Texto fuente
————————

No se nos educa para ser ciudadanos, se nos educa para ser siervos del sistema. Los estereotipos sociales, las reglas de comportamiento en sociedad, "la buena educación", la moral consumista, los valores estéticos, y todas las demás patrañas heredadas de la enseñanza social, nos marcan desde la cuna el camino a seguir para, supuestamente, que cada persona pueda ser feliz consigo mismo, aunque todo ello, en la mayoría de casos, en realidad no sea más que un aprendizaje de cómo vincular nuestra felicidad al juicio externo, con la fragilidad que ello conlleva para la verdadera consecución del objetivo fijado.
Como consecuencia de ello, toda acción toma un sentido cuando puede ser mostrada al prójimo, pero carece del mismo cuando solo tiene como objetivo la autorrealización personal. Este tipo de actitudes nos hacen encontramos ante un mundo masificado de gente de modales distinguidos, pero que ocultan tras su buen hacer y comportamiento un vacío intransigente, dando pie con ello a la falta de compromiso respecto de los demás, algo, desgraciadamente, tan característico de nuestros días. Castoriadis lo llamó "privatización".
La vida, que ciertamente se puede entender, dentro de esta mentalidad competitiva y egoísta, como una partida con victorias y derrotas, tiene un desarrollo al más puro estilo de una vil secuela ficticia de una película desmesuradamente presupuestada. Su director: la falsedad; su guionista: la hipocresía; sus actores: tú, yo, todos juntos. Triste pero cierto. Por más que se nos quiera revestir de derechos y libertades nuestra actual civilización, lo cierto es que nuestra sociedad es, hoy como ayer, una cárcel para la libertad del individuo. Somos esclavos de nuestras necesidades; siempre lo hemos sido de las biológicas, pero ahora, tal vez por primera vez en la historia, lo somos en mayor grado de las sociales, estando sometidos a multitud de falsas necesidades comerciales, y adormecidos por los efectos opiáceos de la publicidad y sus promesas de éxito social y demás oníricas fantasías.
El progreso científico-tecnológico ha traído mayor abundancia en la producción de bienes primarios, mayor facilidad para el acceso a la satisfacción de los mismos, pero también ha traído tras de sí un sometimiento sin precedentes del hombre a sus posesiones, del sujeto a sus pertenencias. Lo que poseemos ha acabado poseyéndonos, como bien dice Brad Pitt en una secuencia de la película “el club de la lucha”.
No obstante, si pretendemos tener una visión no simplista de la situación y analizar la raíz del asunto, es evidente que no se puede culpar al individuo de hoy de la actual situación, ni tan siquiera podemos culpar al individuo de ayer, ni al de antes de ayer, pues todo esto no es más que una consecuencia directa de un problema de base, nacido en el mismo día en que triunfó la revolución ilustrada, dando vida a la sociedad liberal burguesa, y con ello al inicio de la expansión del capitalismo liberal. En el mismo momento en que se vincula al hombre con el fruto de su trabajo y con su capacidad de consumo, se le convierte en una cifra que adorna las estadísticas macroeconómicas, arrebatándole con ello su personalidad soberana dentro del conjunto global de la humanidad, pero eso sí, una cifra a la cual se le debe hablar directamente, de tú a tú, para que cuadren las cuentas.

————————

Datos proporcionados
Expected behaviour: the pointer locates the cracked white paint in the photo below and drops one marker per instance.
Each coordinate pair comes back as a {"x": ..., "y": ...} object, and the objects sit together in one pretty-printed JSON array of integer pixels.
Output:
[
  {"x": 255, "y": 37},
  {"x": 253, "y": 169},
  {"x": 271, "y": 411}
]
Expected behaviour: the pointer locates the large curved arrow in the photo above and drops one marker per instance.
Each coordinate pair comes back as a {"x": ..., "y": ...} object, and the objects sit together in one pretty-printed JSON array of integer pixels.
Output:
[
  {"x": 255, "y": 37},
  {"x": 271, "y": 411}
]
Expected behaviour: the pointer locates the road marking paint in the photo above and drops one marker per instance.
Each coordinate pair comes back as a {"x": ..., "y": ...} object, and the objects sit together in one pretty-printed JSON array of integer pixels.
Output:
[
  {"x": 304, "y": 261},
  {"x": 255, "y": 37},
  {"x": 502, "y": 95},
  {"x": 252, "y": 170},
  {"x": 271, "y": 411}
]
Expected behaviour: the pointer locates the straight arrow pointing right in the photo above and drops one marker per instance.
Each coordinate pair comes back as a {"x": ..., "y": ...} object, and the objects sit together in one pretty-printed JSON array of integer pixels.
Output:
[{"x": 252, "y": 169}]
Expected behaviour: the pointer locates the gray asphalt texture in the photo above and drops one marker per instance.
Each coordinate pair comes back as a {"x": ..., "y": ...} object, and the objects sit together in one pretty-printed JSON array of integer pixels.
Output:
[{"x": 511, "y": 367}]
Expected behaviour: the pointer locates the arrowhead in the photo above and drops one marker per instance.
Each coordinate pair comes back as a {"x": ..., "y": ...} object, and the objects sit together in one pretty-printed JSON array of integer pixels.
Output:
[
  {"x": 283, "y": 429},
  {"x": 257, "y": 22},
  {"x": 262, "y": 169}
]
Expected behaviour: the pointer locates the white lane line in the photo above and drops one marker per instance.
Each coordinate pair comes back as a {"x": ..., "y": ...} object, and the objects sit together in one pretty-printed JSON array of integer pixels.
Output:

————————

Lista de tareas
1. Resuma con mayor brevedad el párrafo del texto sobre la sociedad de consumo que comienza con "El progreso científico-tecnológico", sin omitir sus datos principales.
2. Prosiga el texto sobre la sociedad de consumo a partir de su última oración.

Respuestas
1. El progreso científico-tecnológico ha aumentado la producción de bienes primarios y ha facilitado su acceso, pero también ha sometido al hombre a sus posesiones como nunca antes. Como dice Brad Pitt en una secuencia de “el club de la lucha”, lo que poseemos ha acabado poseyéndonos.

2.
Para la economía somos una cifra, pero para la publicidad, para los ideólogos del sometimiento del individuo al sistema, somos una persona que ve y oye, que siente y padece, que trabaja y compra. Bajo el pretexto del desarrollo racional y científico, la gran burguesía dominante ha sabido sabiamente asumir su papel de líder político, económico y social, desarrollando todo un complejo sistema de relaciones sociales que garantiza eficazmente la estabilidad de sus status.
En la era de la globalización, las comunicaciones y la diversidad cultural, encontramos más que nunca individuos que se sienten solos, falsedad en la información y rechazo de todo aquello que nos resulte extraño o diferente. En la época de la abundancia, hay más personas hambrientas que nunca antes.
Aun sumidos en la masa estamos solos frente al mundo, somos el centro de la nada. Hemos perdido el sentimiento de pertenencia a una comunidad propio de las sociedades religiosas, el cual lo hemos sustituido por la creencia de pertenecer a un mundo globalizado donde cada cual ha de luchar por poner sus intereses a salvo. Vagones de metro llenos hasta la bandera donde nadie habla con nadie, y donde a lo más estamos preocupados por analizar sexualmente al objeto de nuestro deseo (¡qué buena está esa rubia!) o por desconfiar de aquellos cuyo estereotipo nos resulte peligroso (¡cuidado con este de aquí al lado que no me gusta su aspecto y no vaya a ser que me robe la cartera!).
Nuestra única identidad colectiva es aquella que el mercado determina como tal, con sus iconos y marcas, con la valoración y jerarquización social que tales símbolos expresan, la cual respetamos como auténtico dogma de fe.
Tristemente asumimos que somos sujetos sin clase, ciudadanos que no pertenecen a ningún grupo social combativo, sin aspiraciones de cambio, más allá del cambio en los objetos de consumo impuestos por la publicidad al servicio del sistema, al servicio de los intereses de la alta burguesía. Trabaja y consume, compra lo que te digamos, mete tu dinero en nuestros bancos, paga nuestras hipotecas, degusta los productos de nuestras multinacionales, y si te sobra algo, ahorra o, todavía mejor, invierte en nuestra bolsa. Pero, eso sí, nada de sentirte diferente a nosotros, tú y yo estamos en el mismo bando, aunque por el aspecto de tu vecino de enfrente puedas pensar que él no. Palabras éstas que no tienen nombres y apellidos, pero que constantemente se nos dicen desde los labios de los hombres y mujeres que manejan el estado, que controlan el ciclo económico, y en cuyas cuentas bancarias, cada vez más vertiginosas, redundan finalmente los beneficios generados por el sudor de nuestro trabajo.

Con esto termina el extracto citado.